▶ _Work order_
Transcribe the entries exactly as each line appears.

(Dataset records begins)

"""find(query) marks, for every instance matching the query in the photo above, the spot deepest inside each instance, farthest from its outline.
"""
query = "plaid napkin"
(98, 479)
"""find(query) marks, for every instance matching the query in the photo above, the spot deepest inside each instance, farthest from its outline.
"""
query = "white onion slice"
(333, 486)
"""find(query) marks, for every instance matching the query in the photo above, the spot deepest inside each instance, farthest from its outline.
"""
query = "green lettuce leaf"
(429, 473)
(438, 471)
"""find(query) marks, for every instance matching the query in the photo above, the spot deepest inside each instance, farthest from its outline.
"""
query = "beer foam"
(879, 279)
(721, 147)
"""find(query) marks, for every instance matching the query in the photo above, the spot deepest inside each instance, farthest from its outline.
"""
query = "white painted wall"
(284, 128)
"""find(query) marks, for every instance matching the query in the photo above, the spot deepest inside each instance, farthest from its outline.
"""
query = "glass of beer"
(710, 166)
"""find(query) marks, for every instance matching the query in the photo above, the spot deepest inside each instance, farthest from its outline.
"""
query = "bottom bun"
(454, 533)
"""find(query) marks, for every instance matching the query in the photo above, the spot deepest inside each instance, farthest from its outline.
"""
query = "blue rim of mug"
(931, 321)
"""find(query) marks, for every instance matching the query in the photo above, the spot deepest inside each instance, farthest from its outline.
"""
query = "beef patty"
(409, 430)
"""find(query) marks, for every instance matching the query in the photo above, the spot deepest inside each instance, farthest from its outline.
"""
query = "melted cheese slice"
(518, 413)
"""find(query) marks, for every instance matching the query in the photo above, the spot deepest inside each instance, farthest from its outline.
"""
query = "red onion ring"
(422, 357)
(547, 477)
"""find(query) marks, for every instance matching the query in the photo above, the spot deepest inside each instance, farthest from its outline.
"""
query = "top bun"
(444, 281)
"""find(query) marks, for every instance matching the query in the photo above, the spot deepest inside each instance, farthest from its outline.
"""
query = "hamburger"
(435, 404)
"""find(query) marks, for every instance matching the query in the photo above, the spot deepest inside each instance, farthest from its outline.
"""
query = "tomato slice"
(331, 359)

(Dataset records ends)

▶ _Worked solution_
"""find(query) marks, for every instance matching the query in the photo above, the spot deepest inside each instance, farthest from its outline.
"""
query = "plaid napkin"
(98, 479)
"""find(query) marks, for every instance matching the query in the photo above, the spot deepest inside each instance, farthest from its outline.
"""
query = "white onion slice"
(333, 486)
"""find(query) marks, for every instance matching the query in the photo above, the spot deepest inside each instance, farthest from its outline.
"""
query = "green lettuce leaf"
(429, 473)
(438, 471)
"""find(query) marks, for every instance matching the query in the photo above, the spot deepest inside each instance, farthest from its outline.
"""
query = "beer foam"
(879, 279)
(721, 147)
"""find(query) marks, for every instance matching the query in the photo above, the spot deepest inside each instance, farthest from its outline.
"""
query = "white painted wall"
(284, 128)
"""find(query) marks, for every instance matching the query in the photo above, the spot deepest inside each instance, farthest from its outline.
"""
query = "glass of beer"
(710, 166)
"""find(query) marks, for every instance matching the query in the photo above, the spot deepest inside each instance, farthest from its outline.
"""
query = "bottom bun"
(454, 533)
"""find(query) marks, for every instance matching the query in the photo above, the spot deepest inside each instance, farthest from its outline.
"""
query = "blue rim of mug"
(931, 321)
"""find(query) marks, for every instance matching the query in the photo above, the spot deepest inside each instance, farthest from its outline.
"""
query = "beef patty"
(409, 430)
"""find(query) marks, for every instance matching the query in the photo above, the spot deepest inside each instance, farthest from its outline.
"""
query = "melted cheese slice"
(518, 413)
"""find(query) marks, for every instance matching the query in the photo above, the spot deepest inside each instance, farthest from its outline.
"""
query = "red onion ring"
(422, 357)
(547, 477)
"""find(query) marks, for every instance matching the query in the photo above, the spot deepest inside each instance, farthest from its outline.
"""
query = "top bun"
(444, 281)
"""find(query) marks, for every instance matching the query in the photo above, the spot deepest inside each instance, farthest from its outline.
"""
query = "hamburger"
(435, 404)
"""find(query) marks, for every instance matching the query in the photo above, the spot deepest inside each instance, farthest from its outline.
"""
query = "tomato slice"
(331, 359)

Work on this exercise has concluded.